Quelle:
Was sind die Voraussetzung für eine Rehabilitierung?
Grundsätzlich muss man sagen, dass seit 2017 alle Urteile aus der Bundesrepublik Deutschland, sowie der damaligen DDR automatisch aufgehoben sind – die aufgrund Verurteilung einvernehmlicher homosexueller Handlungen erfolgt sind. Wichtig ist dabei, die Handlung muss einvernehmlich gewesen und der beteiligte Partner muss 16 Jahre oder älter gewesen sein. Es darf keinerlei Missbrauch, Nötigung, Ausnutzung durch ein Abhängigkeitsverhältnis oder Ähnliches vorgekommen sein.
Zusätzlich können die Betroffenen eine Entschädigung beantragen.

Was benötigen Betroffene, wenn sie bei Ihnen anrufen bzw. entschädigt werden wollen?
Kommt drauf an, ob die Betroffenen noch ein Urteil haben, dass haben leider die Wenigsten. Wer jetzt noch ein Urteil hat, kann sich direkt an das Bundesamt für Justiz wenden und dort die Entschädigung beantragen. Recht unbürokratisch und schnell, da gibt es ein Antragsformular für, das wir gerne für die Betroffenen bereitstellen. Das können sich die Antragssteller aber auch in eigen Regie selbst runterladen. Man kann das theoretisch sogar formlos machen. Also das Urteil zum Bundesamt für Justiz schicken und dazu schreiben „Ich möchte gerne entschädigt werden.“ Ist allerdings sinnvoller das Antragsformular zu nutzen, da dort alle wichtige Information abgefragt werden und das Ganze dann schneller und unkomplizierter bearbeitet werden kann.
Wer kein Urteil mehr hat – das ist die Mehrheit, diese müssen sich an die Staatsanwaltschaft wenden, über die damals die Anklage vor Gericht erhoben wurde. Dort muss eine Rehabilitierungsbescheinigung beantragt werden. Die Staatsanwaltschaft muss feststellen, dass das Urteil von Person XY aufgehoben ist und stellt darüber eine Bescheinigung aus. Wer diese Bescheinigung bekommen hat, kann dann im nächsten Schritt beim Bundesamt für Justiz die Entschädigung beantragen.

Bereitgestellte Angaben:
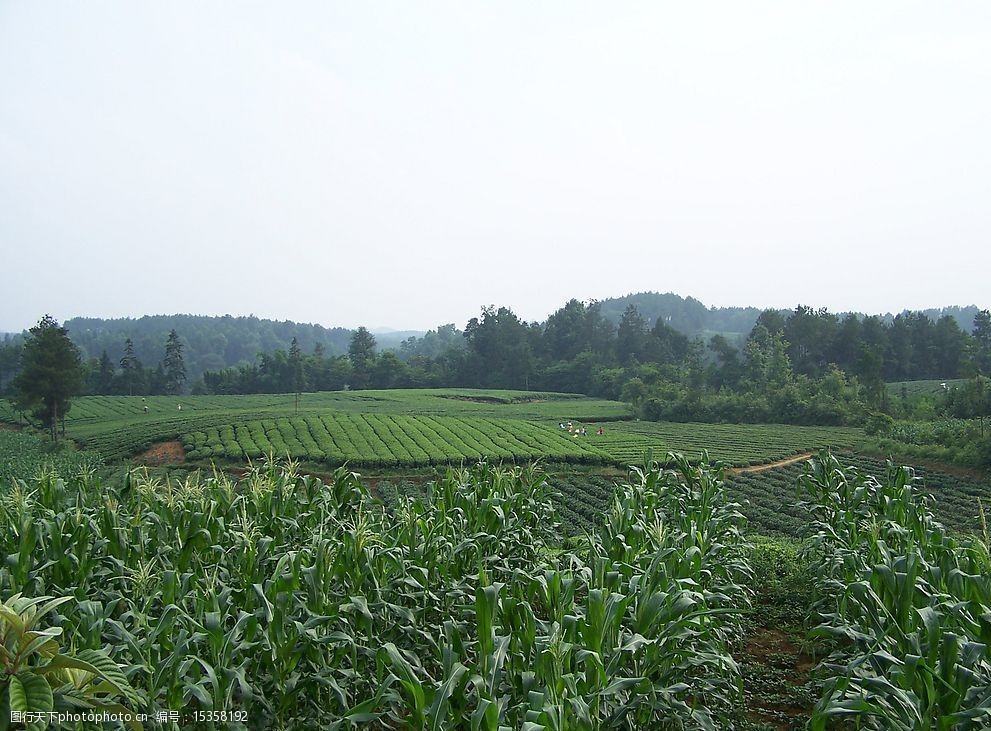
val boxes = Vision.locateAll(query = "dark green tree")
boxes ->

Ziel:
Können Sie den Text über die Rehabilitierung und Entschädigung wegen einvernehmlicher homosexueller Handlungen Verurteilter im Anschluss an seinen letzten Satz fortsetzen?

Lösung:
Dabei ist zu beachten, dass man mit dem Antrag auf Rehabilitierungsbescheinigung zusätzlich eine eidesstattliche Versicherung mit abgibt, dass die sexuellen Handlungen einvernehmlich waren, dass kein Missbrauch, keine Nötigung etc. vorlag, und dass der Partner 16 Jahre oder älter war. Für den Fall, dass man im Gefängnis saß, muss man bei der Beantragung der Entschädigung beim Bundesamt für Justiz auch dies mit einer zusätzlichen eidesstattlichen Versicherung bestätigen und den Zeitraum angeben.
Seit 2019 gibt es noch erweiterte Entschädigungsrichtlinien für Dinge, die bisher nicht erfasst worden sind. Zum Beispiel Gerichtsverhandlungen ohne Urteil, weil es eine Einstellung oder ein Freispruch gab. Das kann nun auch entschädigt werden. Wer seinen Job aufgrund von homophobem Mobbing oder als Folge einer polizeilichen Ermittlung oder Verurteilung verloren, sowie gesundheitliche Schädigungen davon getragen hat, kann ebenfalls entschädigt werden. Das ist ein Weg, der recht einfach zu bestreiten ist, da man sich „nur“ mit dem Bundesamt für Justiz auseinandersetzen muss. Man benötigt keine eidesstattliche Versicherung. Man beantragt schriftlich diese Entschädigung, und dieser Antrag wird dann auf Papiergrundlage geprüft. Es werden keine Unterlagen benötigt, wer welche hat, kann diese gerne einreichen, um das zu untermauern, ist aber nicht erforderlich.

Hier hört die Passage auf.